Locate all lines in the data below that hold "window" and show them.

*** Available data Section Begins ***

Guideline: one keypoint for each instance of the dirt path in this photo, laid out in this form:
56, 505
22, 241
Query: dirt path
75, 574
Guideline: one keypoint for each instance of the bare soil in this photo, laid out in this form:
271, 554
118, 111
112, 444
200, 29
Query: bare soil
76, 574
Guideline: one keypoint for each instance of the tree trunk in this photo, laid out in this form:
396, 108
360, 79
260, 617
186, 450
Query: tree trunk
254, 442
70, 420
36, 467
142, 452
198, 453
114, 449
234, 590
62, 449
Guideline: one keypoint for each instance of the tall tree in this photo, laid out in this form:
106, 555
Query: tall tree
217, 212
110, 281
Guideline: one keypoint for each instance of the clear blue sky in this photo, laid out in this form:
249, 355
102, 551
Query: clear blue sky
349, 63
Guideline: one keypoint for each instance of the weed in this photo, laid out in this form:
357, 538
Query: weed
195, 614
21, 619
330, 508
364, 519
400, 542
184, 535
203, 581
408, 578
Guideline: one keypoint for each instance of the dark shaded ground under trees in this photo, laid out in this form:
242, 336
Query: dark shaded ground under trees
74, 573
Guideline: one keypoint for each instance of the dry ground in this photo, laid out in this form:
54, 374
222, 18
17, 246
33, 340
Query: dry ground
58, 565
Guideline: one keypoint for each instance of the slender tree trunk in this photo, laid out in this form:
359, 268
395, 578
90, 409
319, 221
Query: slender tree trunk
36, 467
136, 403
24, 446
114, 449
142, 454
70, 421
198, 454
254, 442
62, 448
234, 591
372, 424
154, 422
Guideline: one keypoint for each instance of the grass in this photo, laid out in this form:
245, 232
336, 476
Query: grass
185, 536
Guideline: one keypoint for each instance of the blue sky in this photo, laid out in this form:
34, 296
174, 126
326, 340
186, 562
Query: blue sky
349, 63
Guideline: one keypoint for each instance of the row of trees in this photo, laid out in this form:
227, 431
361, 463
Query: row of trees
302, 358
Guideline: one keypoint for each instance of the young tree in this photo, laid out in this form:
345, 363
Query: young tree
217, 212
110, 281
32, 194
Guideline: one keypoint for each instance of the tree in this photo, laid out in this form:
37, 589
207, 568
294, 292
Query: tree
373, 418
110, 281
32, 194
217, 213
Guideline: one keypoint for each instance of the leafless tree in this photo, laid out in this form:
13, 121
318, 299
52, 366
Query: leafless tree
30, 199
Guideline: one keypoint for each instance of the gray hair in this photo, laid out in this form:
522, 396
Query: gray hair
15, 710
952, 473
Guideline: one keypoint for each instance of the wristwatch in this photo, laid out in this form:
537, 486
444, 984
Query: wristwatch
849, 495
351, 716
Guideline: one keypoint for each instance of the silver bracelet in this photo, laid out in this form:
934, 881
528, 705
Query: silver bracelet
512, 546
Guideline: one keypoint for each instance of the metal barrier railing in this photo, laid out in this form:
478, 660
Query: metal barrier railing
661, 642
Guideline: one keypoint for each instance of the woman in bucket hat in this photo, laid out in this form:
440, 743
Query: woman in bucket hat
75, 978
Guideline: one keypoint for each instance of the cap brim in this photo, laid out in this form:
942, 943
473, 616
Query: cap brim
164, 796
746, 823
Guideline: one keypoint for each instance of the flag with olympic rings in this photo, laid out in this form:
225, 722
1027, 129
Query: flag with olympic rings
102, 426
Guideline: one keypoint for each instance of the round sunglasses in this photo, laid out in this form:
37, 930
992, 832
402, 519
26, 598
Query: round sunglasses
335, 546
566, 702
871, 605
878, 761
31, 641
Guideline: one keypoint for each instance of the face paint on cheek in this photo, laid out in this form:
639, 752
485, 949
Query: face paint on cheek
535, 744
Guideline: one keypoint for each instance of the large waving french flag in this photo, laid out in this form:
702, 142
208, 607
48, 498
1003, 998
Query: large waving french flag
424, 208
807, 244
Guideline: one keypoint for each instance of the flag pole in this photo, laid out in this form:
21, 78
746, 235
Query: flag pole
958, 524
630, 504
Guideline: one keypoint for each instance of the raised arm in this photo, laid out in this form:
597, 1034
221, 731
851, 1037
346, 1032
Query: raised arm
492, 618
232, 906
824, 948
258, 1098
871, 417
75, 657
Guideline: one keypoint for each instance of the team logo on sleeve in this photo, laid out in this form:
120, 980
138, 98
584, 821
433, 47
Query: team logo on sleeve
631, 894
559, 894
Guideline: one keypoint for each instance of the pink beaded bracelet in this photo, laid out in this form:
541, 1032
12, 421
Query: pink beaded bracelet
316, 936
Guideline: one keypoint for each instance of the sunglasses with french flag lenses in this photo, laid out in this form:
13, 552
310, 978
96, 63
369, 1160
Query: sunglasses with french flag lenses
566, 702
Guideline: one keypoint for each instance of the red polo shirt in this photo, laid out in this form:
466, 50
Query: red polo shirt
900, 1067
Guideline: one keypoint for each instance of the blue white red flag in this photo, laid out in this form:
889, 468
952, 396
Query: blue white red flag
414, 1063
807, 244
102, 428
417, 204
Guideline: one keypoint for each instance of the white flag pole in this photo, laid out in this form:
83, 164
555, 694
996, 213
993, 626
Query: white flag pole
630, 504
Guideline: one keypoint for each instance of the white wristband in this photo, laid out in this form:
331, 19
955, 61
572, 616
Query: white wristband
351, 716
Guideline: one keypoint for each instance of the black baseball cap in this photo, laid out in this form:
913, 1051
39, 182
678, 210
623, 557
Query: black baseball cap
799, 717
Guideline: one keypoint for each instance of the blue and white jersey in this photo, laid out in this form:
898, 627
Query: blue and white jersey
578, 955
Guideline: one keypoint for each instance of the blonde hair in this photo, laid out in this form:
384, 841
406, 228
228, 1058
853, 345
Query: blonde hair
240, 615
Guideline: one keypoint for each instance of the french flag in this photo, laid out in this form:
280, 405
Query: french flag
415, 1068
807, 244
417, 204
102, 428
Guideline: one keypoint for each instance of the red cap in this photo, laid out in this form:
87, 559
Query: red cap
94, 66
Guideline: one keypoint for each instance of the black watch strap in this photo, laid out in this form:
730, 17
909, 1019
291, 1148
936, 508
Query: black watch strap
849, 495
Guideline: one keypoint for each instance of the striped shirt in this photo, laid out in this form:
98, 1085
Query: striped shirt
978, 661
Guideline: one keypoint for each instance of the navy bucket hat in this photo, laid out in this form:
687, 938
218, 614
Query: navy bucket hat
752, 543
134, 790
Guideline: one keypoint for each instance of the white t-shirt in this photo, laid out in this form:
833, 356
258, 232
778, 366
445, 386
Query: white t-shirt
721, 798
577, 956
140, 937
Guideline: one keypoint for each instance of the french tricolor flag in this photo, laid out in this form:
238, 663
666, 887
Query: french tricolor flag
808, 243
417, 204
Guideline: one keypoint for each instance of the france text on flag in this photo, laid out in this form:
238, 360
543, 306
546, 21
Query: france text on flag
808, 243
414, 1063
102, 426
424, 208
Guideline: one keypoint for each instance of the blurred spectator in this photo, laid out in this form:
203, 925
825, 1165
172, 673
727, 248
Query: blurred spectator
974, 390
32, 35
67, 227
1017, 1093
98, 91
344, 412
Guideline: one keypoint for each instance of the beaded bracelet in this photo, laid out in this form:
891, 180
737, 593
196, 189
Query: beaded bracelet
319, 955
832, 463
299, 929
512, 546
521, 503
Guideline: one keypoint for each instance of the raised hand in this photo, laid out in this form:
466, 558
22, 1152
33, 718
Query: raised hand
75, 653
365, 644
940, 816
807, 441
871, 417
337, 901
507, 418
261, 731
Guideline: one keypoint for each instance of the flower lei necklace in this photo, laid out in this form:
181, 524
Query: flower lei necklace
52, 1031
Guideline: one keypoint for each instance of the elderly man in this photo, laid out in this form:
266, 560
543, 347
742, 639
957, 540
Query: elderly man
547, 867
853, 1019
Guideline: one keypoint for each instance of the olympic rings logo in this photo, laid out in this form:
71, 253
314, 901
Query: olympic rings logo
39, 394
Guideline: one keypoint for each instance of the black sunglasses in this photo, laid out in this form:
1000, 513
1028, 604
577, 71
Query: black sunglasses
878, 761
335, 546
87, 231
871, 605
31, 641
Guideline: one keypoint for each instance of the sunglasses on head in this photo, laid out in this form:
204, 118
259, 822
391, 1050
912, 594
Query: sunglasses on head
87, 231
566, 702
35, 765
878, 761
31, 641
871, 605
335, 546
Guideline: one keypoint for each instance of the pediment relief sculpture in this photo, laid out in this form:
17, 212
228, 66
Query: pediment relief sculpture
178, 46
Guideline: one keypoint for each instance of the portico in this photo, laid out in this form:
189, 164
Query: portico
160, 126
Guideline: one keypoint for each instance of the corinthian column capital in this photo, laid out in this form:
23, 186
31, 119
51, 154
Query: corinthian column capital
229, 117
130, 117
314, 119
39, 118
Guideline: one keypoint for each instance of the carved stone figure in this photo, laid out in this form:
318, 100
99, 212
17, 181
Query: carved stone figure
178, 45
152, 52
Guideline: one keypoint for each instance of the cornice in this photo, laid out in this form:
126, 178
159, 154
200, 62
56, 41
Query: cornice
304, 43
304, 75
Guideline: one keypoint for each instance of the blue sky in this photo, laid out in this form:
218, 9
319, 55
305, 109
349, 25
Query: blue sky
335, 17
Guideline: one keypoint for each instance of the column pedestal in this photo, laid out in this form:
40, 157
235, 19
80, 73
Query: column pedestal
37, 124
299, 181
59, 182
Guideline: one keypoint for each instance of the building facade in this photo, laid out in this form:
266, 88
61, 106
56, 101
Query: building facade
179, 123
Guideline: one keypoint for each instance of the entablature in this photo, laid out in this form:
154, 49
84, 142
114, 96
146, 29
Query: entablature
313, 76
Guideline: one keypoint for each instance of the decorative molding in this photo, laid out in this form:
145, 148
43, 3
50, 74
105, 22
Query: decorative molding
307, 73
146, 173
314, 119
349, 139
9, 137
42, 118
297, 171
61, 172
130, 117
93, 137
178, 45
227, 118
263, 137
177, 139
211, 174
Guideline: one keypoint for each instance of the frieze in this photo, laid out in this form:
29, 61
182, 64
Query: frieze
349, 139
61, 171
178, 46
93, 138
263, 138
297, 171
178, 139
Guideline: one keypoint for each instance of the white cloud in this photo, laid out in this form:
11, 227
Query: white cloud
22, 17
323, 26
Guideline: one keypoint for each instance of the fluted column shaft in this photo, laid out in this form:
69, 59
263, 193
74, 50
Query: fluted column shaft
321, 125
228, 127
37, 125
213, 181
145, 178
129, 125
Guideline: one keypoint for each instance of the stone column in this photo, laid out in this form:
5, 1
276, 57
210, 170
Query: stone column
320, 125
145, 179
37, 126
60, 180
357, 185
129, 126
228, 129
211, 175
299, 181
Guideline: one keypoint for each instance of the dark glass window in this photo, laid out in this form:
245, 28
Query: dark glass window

*** Available data Section Ends ***

§ Solution
Guideline: one keypoint for each instance of the dark glass window in this photo, laid out in this form:
Query: dark glass window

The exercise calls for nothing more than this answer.